● **Directions for this task**
An exact copy of the lines from the one containing "Would you mind pinning the teeth" through the last line below is required; include both of those lines and no others.

(Records excerpted from a collection)
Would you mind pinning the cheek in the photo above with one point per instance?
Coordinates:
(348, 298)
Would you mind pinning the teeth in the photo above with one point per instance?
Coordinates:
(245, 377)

● **Exercise response**
Would you mind pinning the teeth in the photo above with one point per instance?
Coordinates:
(245, 377)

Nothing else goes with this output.